- **Brief A**: In the records, write out again only the lines that start with the one containing "steering wheel visible in the camera view above." and continue through the one containing "[220,160,238,175]", both included and requests kept. Multiply every coordinate in the answers by 0.9 and round to whole numbers, with halves rounded up.

- **Extract**:
◇ ◇ ◇ ◇

Curiously, with its radical anti-globalist agenda which merges with that of some left-wing parties (to be studied later), the ECP actually passes the Ukraine test but swings too far in the direction of conspiracy theory, almost certainly because of its interpretation of NWO control over Ukraine and extreme view of the national self-determination rights of the Donbas, Crimea etcet. as Russians. Athough its position was originally published in 2014, it was re-published to make a point in January before the invasion so we do not know exactly what the position is on the invasion itself.
 
 
The Populist Party is a new lower middle class anti-globalist right wing Green Party which has a strong localist and ecolgical approach to politics but interprets this through espousing some right wing policies including immigration control and protection of the green belt. It is hard to judge what appeal, if any, this Party may come to have so we are putting it on a 'watch list'. Logically it is a threat to rural Tory votes and, if it grew, one might expect the informal Reform UK coalition to adopt its policies or find some other way to appropriate it. We can find no reference to Ukraine on its web site but its stance of armed neutrality suggests a critical attitude towards NATO. 
 
 
Finally we must note another London-based right wing populist party led by a partially ethnic minority British politician, The Heritage Party, which emerged out of the Brexit Party. Accusations of racism directed at the bulk of the populist wing of the Right look increasingly absurd in relation to the facts of their activist memberships. Their candidate actually beat Reform UK in the Hartlepool By-Election so they should not be dismissed outright but the anti-vaxxer position ensures that they will be classed as Far Right by the media regardless of any other policy positions.

They undoubtedly pass the Ukraine test with a very clear set of policies that actually link sanctions and the cost of living issue and propose a reasonably long term policy strategywith a strong No Net Zero focus.

◇ ◇ ◇ ◇

[Annotated coordinate records]

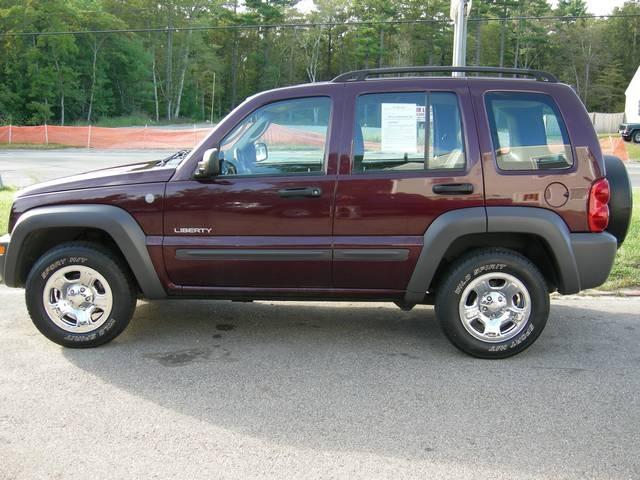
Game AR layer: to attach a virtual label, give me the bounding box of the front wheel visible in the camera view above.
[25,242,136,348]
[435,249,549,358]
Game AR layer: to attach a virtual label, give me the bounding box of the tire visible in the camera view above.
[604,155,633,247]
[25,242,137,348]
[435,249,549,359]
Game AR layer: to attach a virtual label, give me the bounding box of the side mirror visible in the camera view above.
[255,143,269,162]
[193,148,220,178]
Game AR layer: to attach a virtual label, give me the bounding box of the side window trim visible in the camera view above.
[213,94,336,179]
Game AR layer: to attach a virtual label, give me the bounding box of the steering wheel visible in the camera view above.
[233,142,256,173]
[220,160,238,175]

◇ ◇ ◇ ◇

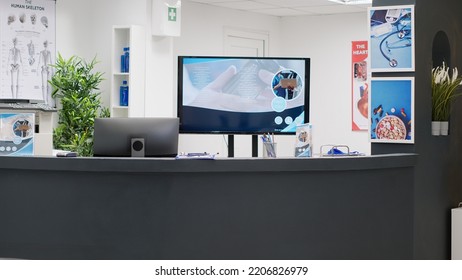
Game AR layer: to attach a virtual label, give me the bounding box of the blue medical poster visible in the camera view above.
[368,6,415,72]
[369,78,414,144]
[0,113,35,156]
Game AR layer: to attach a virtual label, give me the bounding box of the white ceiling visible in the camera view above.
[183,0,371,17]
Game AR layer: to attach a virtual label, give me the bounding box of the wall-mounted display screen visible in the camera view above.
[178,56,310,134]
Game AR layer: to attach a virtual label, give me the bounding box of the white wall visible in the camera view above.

◇ ◇ ◇ ◇

- **Brief B**: Decide whether each statement agrees with the party commentary, answering yes or no and quoting the deciding words: (i) The Populist Party's web site refers to Ukraine. (ii) The Heritage Party emerged out of the Brexit Party. (iii) The ECP's position was originally published in 2014.

- **Task solution A**:
Game AR layer: to attach a virtual label, give me the bounding box of the steering wheel visible in the camera view above.
[210,128,230,156]
[198,144,214,158]

- **Task solution B**:
(i) No: "We can find no reference to Ukraine on its web site"
(ii) Yes: "which emerged out of the Brexit Party"
(iii) Yes: "its position was originally published in 2014"